-- Tarefa proposta --
Liste todos os papéis de mulheres que o trecho apresentado cita ao descrever as imagens dos cartões.

-- Trecho apresentado --
◇ ◇ ◇ ◇
Após essa interação, em duplas, as crianças foram convidadas a identificar e falar sobre imagens de cartões que estavam virados. Esses continham imagens de mulheres desempenhando diferentes papéis como: árbitra e jogadora de futebol, pilota de avião, pedreira (da construção civil), entre outras. 

Conforme os delineamentos dados ao marcador social de gênero, diferentes manifestações, materiais e/ou simbólicas, conduzem às crianças a “comportamentos e potencialidades a fim de corresponder às expectativas de um modo singular e unívoco de masculinidade e de feminilidade em nossa sociedade” (Vianna e Finco, 2009, p. 273). Nessa etapa de identificação de imagens nos cartões, o debate foi bem fervoroso, pois, algumas crianças, principalmente do sexo masculino, não concordavam com que algumas atividades fossem desempenhadas por mulheres, sobretudo as ligadas ao mundo futebolístico. Essa não foi uma atividade pontual sobre o tema. Depois, dentre outras, as crianças tiveram acesso a relatos de jogadoras de futebol.
◇ ◇ ◇ ◇
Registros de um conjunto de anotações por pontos

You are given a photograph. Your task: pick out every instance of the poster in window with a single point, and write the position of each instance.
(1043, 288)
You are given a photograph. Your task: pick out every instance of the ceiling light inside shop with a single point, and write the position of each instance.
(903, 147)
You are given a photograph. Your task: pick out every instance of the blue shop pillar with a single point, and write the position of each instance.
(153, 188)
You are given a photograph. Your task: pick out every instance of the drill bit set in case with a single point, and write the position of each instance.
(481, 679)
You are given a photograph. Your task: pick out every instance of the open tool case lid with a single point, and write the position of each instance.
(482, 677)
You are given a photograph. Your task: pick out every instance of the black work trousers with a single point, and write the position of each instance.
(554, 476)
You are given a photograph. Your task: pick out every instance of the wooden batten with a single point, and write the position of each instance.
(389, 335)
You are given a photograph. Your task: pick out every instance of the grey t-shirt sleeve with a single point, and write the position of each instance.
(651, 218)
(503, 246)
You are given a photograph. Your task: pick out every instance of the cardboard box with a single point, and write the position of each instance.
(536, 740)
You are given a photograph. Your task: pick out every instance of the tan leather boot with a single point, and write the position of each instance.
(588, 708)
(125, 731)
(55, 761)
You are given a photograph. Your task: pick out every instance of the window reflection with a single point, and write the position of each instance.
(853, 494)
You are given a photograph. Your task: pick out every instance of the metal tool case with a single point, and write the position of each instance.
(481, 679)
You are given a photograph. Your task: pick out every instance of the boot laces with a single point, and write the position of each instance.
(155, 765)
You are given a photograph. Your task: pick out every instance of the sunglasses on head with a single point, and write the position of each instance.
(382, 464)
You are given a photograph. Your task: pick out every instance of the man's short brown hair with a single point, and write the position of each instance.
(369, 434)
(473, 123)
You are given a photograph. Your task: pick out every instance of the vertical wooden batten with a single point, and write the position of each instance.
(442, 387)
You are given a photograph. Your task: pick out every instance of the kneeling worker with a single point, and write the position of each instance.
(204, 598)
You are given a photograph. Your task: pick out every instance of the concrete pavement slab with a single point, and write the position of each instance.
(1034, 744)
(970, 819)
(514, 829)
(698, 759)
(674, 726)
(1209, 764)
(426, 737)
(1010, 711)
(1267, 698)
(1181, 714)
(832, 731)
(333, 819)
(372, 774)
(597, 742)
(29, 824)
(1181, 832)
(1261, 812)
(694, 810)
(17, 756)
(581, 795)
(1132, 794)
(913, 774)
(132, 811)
◇ ◇ ◇ ◇
-- Resposta do exercício --
- árbitra de futebol
- jogadora de futebol
- pilota de avião
- pedreira (da construção civil)